The problem:
Using the material that follows, identify and copy each line with the string "point".

Exercise data:
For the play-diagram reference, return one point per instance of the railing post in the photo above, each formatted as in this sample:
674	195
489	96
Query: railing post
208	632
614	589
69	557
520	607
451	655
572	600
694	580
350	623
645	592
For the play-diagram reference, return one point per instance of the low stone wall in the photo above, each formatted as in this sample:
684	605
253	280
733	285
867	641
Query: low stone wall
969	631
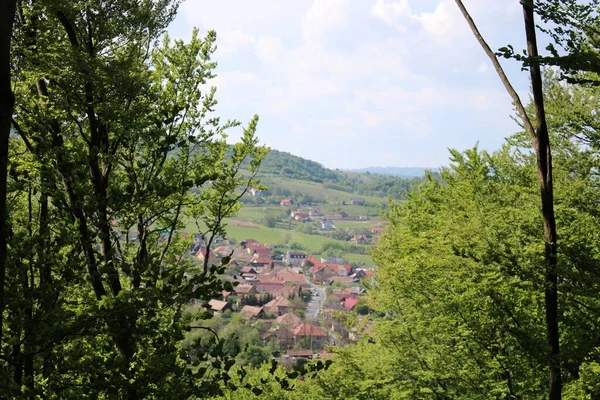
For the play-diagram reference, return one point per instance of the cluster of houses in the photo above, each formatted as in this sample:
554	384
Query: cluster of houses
259	275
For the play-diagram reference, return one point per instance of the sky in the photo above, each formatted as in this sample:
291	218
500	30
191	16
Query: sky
358	83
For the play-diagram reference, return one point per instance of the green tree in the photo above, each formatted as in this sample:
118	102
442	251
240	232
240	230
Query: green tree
255	355
7	100
115	128
270	221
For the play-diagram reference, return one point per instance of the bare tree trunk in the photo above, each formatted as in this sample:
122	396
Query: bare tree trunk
7	103
544	163
541	144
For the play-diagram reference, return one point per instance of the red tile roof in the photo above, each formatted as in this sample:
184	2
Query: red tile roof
217	305
299	353
307	329
350	302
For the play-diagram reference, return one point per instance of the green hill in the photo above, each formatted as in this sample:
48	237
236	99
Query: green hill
286	165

Answer to the exercise:
For the play-diagram reference, return one point per instance of the railing post in the photo above, each formatted as in this sample:
For the play-diagram reference, return one point per instance of the low stone wall in the photo above, each formatted as in this sample:
For the play-diagram reference, return one point per instance of the cluster of houses in the photo above, each formatted as in this sample:
For the play-diagram reference, return one point per instance of the sky in the photo above, each formatted as in this sample:
For the play-diagram reference, return one point per instance of the green tree in the photo above, each formatted as in this sample:
For the play-diagram reference, return one point per instance of the bare tree trunk in the photo above, each formatted as in this sample:
For the play-diagram reference, return one point per instance of the red tile roof in the photo above, each formatted as in this sample:
For the play-diagram reference, return one point per instance of the green hill in the photo above, each formatted as in this sample:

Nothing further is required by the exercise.